DIRECTIONS:
Rewrite each of the records below, substituting "The customer" for every occurrence of "The client" and leaving everything else unchanged.

THE INPUT:
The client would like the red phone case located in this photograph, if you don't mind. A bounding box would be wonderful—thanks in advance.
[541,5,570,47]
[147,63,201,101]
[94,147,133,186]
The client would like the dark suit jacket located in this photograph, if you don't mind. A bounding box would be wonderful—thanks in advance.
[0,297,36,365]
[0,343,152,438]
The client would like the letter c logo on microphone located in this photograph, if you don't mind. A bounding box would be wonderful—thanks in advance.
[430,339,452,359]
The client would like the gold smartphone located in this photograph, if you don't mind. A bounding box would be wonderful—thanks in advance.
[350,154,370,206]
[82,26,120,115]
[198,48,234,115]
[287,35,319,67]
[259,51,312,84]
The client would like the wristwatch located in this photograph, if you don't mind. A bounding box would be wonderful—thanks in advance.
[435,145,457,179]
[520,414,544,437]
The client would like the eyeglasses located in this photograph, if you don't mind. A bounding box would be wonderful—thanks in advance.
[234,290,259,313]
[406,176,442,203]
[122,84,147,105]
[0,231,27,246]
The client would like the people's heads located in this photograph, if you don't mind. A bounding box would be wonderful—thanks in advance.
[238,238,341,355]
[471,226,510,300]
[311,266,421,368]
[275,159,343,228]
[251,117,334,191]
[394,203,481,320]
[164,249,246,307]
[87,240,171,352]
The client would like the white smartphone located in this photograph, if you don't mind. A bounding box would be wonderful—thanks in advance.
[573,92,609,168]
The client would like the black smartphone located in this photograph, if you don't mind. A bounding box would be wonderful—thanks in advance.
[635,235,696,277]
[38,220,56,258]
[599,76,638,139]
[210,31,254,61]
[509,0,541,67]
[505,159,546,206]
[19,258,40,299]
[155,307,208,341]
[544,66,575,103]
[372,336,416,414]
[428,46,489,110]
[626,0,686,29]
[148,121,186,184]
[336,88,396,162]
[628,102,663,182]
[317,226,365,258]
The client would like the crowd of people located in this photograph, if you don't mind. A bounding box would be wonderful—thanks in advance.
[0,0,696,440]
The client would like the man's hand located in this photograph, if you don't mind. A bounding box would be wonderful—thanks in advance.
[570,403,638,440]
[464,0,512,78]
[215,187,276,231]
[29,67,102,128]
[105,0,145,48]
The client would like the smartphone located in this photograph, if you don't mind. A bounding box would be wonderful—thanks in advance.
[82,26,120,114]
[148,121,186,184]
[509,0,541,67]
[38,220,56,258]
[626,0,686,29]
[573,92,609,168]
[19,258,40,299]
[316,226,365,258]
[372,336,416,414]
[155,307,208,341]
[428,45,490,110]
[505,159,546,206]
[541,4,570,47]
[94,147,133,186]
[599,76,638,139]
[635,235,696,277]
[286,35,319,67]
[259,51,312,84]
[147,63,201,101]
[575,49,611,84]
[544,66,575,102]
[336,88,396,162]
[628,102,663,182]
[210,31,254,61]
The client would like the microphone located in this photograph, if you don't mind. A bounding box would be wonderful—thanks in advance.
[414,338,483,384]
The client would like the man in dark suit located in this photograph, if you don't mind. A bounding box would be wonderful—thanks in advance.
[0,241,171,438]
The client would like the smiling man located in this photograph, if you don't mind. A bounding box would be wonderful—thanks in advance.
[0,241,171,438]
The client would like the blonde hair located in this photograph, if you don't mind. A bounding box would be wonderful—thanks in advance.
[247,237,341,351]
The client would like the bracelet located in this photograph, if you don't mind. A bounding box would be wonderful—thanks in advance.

TASK OUTPUT:
The customer would like the red phone case located in this photograph, if you don't mind. A bounding box would be wonderful—thanks in advance.
[541,5,570,47]
[147,63,201,101]
[94,147,133,186]
The customer would like the dark suit jacket located in this photograph, if you don't mind. A bounding box would be wonderful—thanks in advance.
[0,297,36,365]
[0,343,152,438]
The customer would like the letter c logo on microphone located in this photograph, if you don't mind. A bounding box would be wonderful—thanks in advance.
[430,339,452,359]
The customer would like the gold smartphone located in this photograph, if you don't mind. A bounding box would be wonderful—thanks in advance.
[350,154,370,206]
[82,26,120,115]
[198,48,234,115]
[287,35,319,67]
[259,51,312,84]
The customer would like the wristwatch located in this photograph, if you don't mind. A bounding box would be wonderful—thanks in advance.
[435,145,457,179]
[520,414,544,437]
The customer would like the eyeglasses located in this photograph, if you don't mind. A bounding box would be wonderful—thanks in advance.
[234,290,259,313]
[406,176,442,203]
[122,84,147,105]
[0,231,27,246]
The customer would like the people's heads located in this photograph, if you don't mind. A bounding box would be wonderful—thanks in advance.
[238,238,341,355]
[471,226,510,300]
[311,266,421,368]
[275,159,343,228]
[251,117,334,191]
[394,203,481,320]
[164,249,246,307]
[87,240,171,352]
The customer would like the white smartphone located in this photograph, if you don't mind. A bounding box would be wonderful—thanks in advance.
[573,92,609,168]
The customer would like the black smartphone located in this photograph, if you don't mind. A bounding box would be wonderful—thanks in advance.
[635,235,696,277]
[38,220,56,258]
[599,76,638,139]
[210,31,254,61]
[509,0,541,67]
[505,159,546,206]
[19,258,40,299]
[155,307,208,341]
[544,66,575,103]
[372,336,416,414]
[428,46,489,110]
[626,0,686,29]
[148,121,186,184]
[336,88,396,162]
[628,102,663,182]
[317,226,365,258]
The customer would like the crowd of people located in this photograph, if you don't mind. A bounding box would be wonderful—thanks in advance.
[0,0,696,440]
The customer would like the man's hand located in this photograph, if you don't mind. A bounding box would be wonderful—thanks in advance.
[570,403,638,440]
[464,0,512,78]
[215,187,276,231]
[29,67,102,128]
[105,0,145,48]
The customer would like the smartphone located in this photograph, if you don't mind. A bounding box would be wonderful—thanks in advance.
[82,26,120,114]
[148,121,186,184]
[509,0,541,67]
[38,220,56,258]
[626,0,686,29]
[573,92,609,168]
[19,258,40,299]
[316,226,365,258]
[372,336,416,414]
[155,307,208,341]
[428,45,490,110]
[505,159,546,206]
[541,4,570,47]
[94,147,133,186]
[599,76,638,139]
[635,235,696,277]
[286,35,319,67]
[259,51,312,84]
[147,63,201,101]
[575,49,611,84]
[544,66,575,102]
[336,88,396,162]
[628,102,663,182]
[210,31,254,61]
The customer would like the microphone located in this photograph, if you don't mind. A bounding box would be wonderful—thanks in advance.
[414,338,483,384]
The customer would like the man in dark suit located in this photograph, if you don't mind. A bounding box would be wonderful—thanks in advance.
[0,241,171,438]
The customer would like the smiling man located in this photograph, if you don't mind. A bounding box would be wonderful—thanks in advance.
[0,241,171,438]
The customer would like the blonde hair located in this photograph, if you don't mind. A bounding box would be wonderful—thanks in advance.
[247,237,341,351]
The customer would like the bracelet located in this photograph, if you don't mind. A bounding box would be wonderful—thanks in advance.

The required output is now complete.